═════ Extracted text ═════

# Miss Happy



## AquaClaraCanines (Mar 5, 2006)

She sure is pretty!


----------



## Oaklys Dad (Dec 28, 2005)

She is gorgeous and has "Failed Foster" written all over her smiling face.


----------



## Karen519 (Aug 21, 2006)

Miss Happy has a face to melt your heart.

Thank you so much for fostering her-just take it one day at a time and whatever is meant to happen will.

She is ADORABLE!! So very sorry for the loss of your other little girl-I'm sure
she is happy you are caring for Miss Happy


----------



## olik (Apr 13, 2008)

Oaklys Dad said:


> She is gorgeous and has "Failed Foster" written all over her smiling face.


 Agree,she can make you happy.


----------



## Jackson'sMom (Oct 13, 2007)

Miss Happy is a beautiful girl. Thank you for taking her in.


----------



## Penny & Maggie's Mom (Oct 4, 2007)

Miss Happy is adorable. Looks like she is very content and, indeed, happy right where she is. I'm sure she is great therapy for your aching hearts and I'm sure sweet Katie is most pleased.


----------



## BeauShel (May 20, 2007)

She is a very pretty girl and looks happy to be where she is at. I love her big smile.


----------



## Heidi36oh (Feb 27, 2007)

She looks very happy where she's at, just look at that smile!
She is adorable!


----------



## peeps (Sep 12, 2007)

What a great smiling face ~ looks like a keeper


----------



## Maggies mom (Jan 6, 2006)

There's that sweet baby girl..... Looking at her smile Phylis I think Miss Happy is Happy right where she is..... You and Fred have so much love to give her!!!!!! You would make a perfect home for Miss Happy and I know Sweet Katie is looking down with a big smile.... and she approves.....


----------



## For the Love of Goldens (Dec 11, 2006)

Awww, what a happy girl! You are so good to offer her a home right now. I think she appreciates it too!


----------



## sophiesadiehannah's mom (Feb 11, 2007)

what a happy face, great smile, she seems very happy just right where she is. call it fate.


----------



## amy22 (May 11, 2008)

Miss Happy is soo beautiful!!


----------



## cubbysan (Mar 13, 2007)

She is so pretty! You can always have children come over and play with her. All the neighborhood children come visit Brady. Good Luck!


----------



## Sienna's Mom (Oct 23, 2007)

I am so sorry on the passing of Miss Katie. Miss Happy sounds and looks wonderful. She is beautiful and I think she needs you as much as you need her.

Maybe you can do some volunteering with her? I know there are some Reading to Dogs programs and maybe some kind of other therapy dogs? And the kids can always come over for playdates


----------



## Faith's mommy (Feb 26, 2007)

that's a wonderful idea - those reading programs are always looking for volunteers. and, since you are retired, you can get to the schools when they need you. Miss Happy would probably work out wonderful as a volunteer dog! 

and, she just looks sooooo sweeet. the name fits well!


----------



## mylissyk (Feb 25, 2007)

Thank you for fostering her. If you don't feel you are the right home for her you will have the joy of finding her that perfect family with children to love her.

═════

Summarize the thread about Miss Happy in two sentences.

═════ Extracted records ═════

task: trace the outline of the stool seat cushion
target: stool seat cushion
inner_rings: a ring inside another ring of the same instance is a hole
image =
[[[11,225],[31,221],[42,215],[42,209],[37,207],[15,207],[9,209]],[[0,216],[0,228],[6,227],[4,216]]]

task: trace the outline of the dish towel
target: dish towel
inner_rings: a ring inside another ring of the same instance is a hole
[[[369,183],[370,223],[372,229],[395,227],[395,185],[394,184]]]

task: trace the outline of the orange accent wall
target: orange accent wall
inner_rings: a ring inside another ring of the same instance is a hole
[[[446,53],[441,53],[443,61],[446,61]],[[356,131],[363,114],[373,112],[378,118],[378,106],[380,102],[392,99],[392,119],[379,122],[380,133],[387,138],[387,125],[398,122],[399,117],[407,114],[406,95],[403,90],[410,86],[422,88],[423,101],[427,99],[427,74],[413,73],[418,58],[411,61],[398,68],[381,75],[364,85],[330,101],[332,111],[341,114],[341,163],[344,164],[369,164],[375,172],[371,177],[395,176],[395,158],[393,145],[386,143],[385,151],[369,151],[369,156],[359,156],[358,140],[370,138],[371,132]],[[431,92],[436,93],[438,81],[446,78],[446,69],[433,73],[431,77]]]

═════
═════ Extracted records ═════

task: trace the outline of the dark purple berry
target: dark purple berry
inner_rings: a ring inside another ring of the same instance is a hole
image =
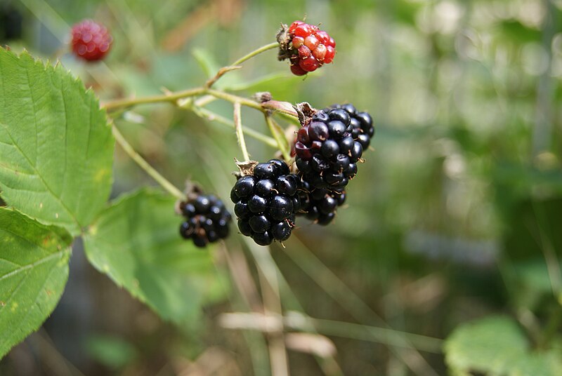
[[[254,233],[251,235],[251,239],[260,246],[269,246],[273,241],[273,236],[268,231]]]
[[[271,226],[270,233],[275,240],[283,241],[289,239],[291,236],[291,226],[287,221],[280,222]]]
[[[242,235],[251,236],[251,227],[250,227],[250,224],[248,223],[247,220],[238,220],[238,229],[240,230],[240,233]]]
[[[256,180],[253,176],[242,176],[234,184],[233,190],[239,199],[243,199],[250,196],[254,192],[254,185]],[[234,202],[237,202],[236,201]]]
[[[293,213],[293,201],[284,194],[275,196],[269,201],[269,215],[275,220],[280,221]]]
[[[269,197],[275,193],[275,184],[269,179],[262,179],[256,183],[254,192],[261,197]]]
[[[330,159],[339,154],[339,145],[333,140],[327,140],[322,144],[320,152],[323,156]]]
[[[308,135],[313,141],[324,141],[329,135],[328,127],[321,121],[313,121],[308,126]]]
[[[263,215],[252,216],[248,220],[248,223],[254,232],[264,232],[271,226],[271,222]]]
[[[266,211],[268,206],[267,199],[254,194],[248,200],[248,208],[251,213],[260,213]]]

═════

» Your response:
Replies praise Miss Happy as pretty and adorable, especially her big smile, and say she looks happy right where she is, with some predicting a "Failed Foster" or calling her a keeper. Others express sympathy for the loss of Katie and suggest volunteering with her in Reading to Dogs programs or having children come over, while one notes that if the foster home isn't right, they can find her a family with children.